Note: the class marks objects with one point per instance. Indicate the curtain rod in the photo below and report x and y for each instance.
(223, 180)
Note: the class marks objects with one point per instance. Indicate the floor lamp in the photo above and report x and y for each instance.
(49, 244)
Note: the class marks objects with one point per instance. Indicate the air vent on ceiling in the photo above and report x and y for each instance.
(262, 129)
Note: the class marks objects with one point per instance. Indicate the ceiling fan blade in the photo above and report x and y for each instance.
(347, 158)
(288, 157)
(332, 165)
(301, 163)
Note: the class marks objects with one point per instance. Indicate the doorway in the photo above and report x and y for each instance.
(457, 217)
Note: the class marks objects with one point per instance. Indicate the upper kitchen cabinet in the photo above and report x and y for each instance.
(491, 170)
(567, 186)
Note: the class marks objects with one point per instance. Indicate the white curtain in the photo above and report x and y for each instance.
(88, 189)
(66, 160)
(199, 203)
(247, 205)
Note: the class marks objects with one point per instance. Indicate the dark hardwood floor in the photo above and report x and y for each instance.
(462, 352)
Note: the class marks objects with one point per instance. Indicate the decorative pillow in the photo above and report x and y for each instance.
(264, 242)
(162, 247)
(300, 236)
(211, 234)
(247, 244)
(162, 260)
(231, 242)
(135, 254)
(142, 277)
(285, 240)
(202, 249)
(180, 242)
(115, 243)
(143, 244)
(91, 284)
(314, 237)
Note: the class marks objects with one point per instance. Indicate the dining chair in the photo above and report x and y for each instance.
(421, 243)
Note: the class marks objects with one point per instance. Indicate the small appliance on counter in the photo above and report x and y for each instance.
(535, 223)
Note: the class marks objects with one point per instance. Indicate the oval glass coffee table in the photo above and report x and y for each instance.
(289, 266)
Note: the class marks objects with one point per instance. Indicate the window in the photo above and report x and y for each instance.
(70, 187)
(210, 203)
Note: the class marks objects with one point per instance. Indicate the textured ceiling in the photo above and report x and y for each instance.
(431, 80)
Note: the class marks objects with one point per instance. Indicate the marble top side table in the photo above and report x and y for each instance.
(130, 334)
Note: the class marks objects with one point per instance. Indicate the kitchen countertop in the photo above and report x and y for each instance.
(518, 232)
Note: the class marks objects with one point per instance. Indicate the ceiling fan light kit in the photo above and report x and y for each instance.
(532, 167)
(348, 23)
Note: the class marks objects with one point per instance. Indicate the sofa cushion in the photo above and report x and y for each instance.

What this task involves = Reproduce, exactly, all the lines shown above.

Response below =
Note: the class marks objects with one point per instance. Indicate the curtain rod in the photo below and report x and y for each instance.
(223, 180)
Note: the class marks objects with one point per instance. Indicate the floor lamp in the photo above and report x and y for each instance.
(49, 244)
Note: the class marks objects with one point per instance. Indicate the air vent on ceiling in the photo above and report x and y for each instance.
(262, 129)
Note: the class marks objects with one point per instance. Indicate the ceiling fan blade in the photo above and report x and y for each instance.
(347, 158)
(288, 157)
(332, 165)
(301, 163)
Note: the class marks objects with one point per instance. Indicate the doorway in the photo above and report x and y for each instance.
(457, 217)
Note: the class marks objects with one point per instance. Indicate the upper kitchen cabinet in the photo above and report x and y for each instance.
(491, 170)
(567, 186)
Note: the class marks objects with one point per instance. Indicate the white curtain in the photo above and report x and y for each instance.
(88, 189)
(66, 160)
(199, 203)
(247, 205)
Note: the class marks objects with one point per instance. Indicate the dark hardwood floor in the photo above and report x and y for each instance.
(462, 352)
Note: the class marks objects with one point per instance. Indicate the decorative pillow in the photo above and report x and y for each instance.
(264, 242)
(162, 247)
(300, 236)
(211, 234)
(247, 244)
(162, 260)
(231, 242)
(135, 254)
(142, 277)
(285, 240)
(202, 249)
(180, 242)
(115, 243)
(143, 244)
(91, 284)
(314, 237)
Note: the class marks objects with one point per instance. Indicate the dining chair in the photo above and report x and y for each instance.
(421, 243)
Note: the class marks objects with one point per instance. Indicate the small appliance on counter in the photo above and report x and y for each instance.
(535, 223)
Note: the class marks objects with one point per instance. Indicate the oval glass coffee table in the photo above and report x and y for each instance.
(289, 266)
Note: the class marks objects with one point per instance. Indicate the window in the photo above and report x and y for each instance.
(70, 187)
(210, 203)
Note: the class marks objects with one point per instance. Indicate the textured ceiling in the photo above and report x and y for each instance.
(431, 80)
Note: the class marks objects with one point per instance. Indicate the marble top side table in the photo above and report x and y for each instance.
(130, 334)
Note: the class marks objects with one point per instance. Indicate the kitchen countertop in the photo above and report x and y for each instance.
(518, 232)
Note: the class marks objects with one point per instance. Indicate the ceiling fan light kit in the photo above and report x and y for each instance.
(532, 167)
(348, 23)
Note: the class marks objects with one point per instance. Indicate the sofa cushion in the photo above and report x and y for each instance.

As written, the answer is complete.